## start

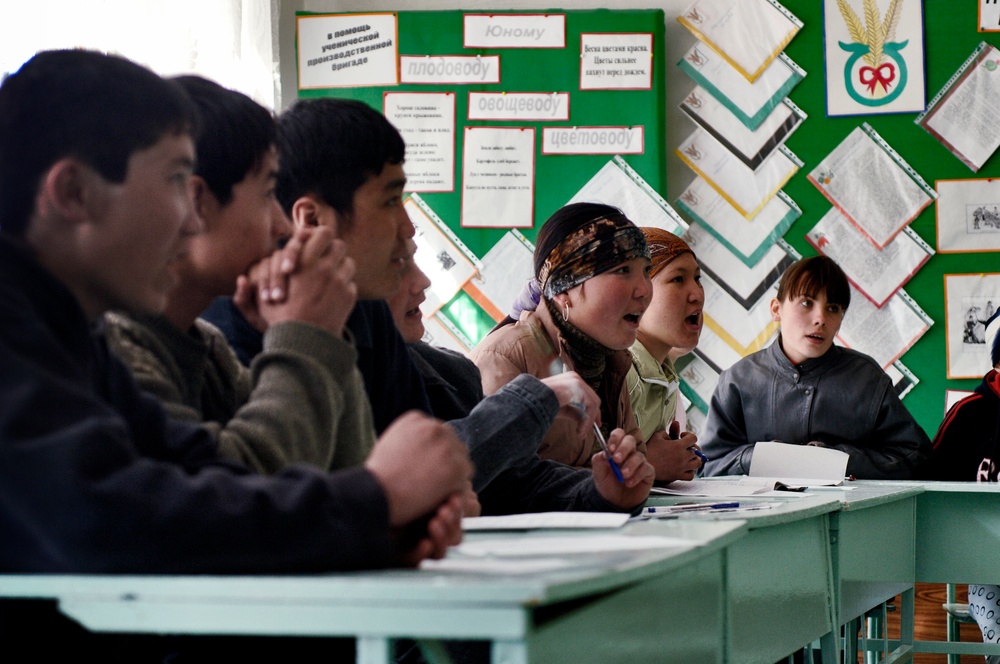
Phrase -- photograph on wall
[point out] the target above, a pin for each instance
(970, 300)
(874, 56)
(968, 215)
(445, 260)
(989, 16)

## end

> Task
Print out every entry above without changing a word, and leave out the pictures.

> Answer to the task
Phrase -- photograph on wall
[point out] the target above, a pin for each instance
(970, 300)
(874, 56)
(968, 215)
(445, 260)
(989, 16)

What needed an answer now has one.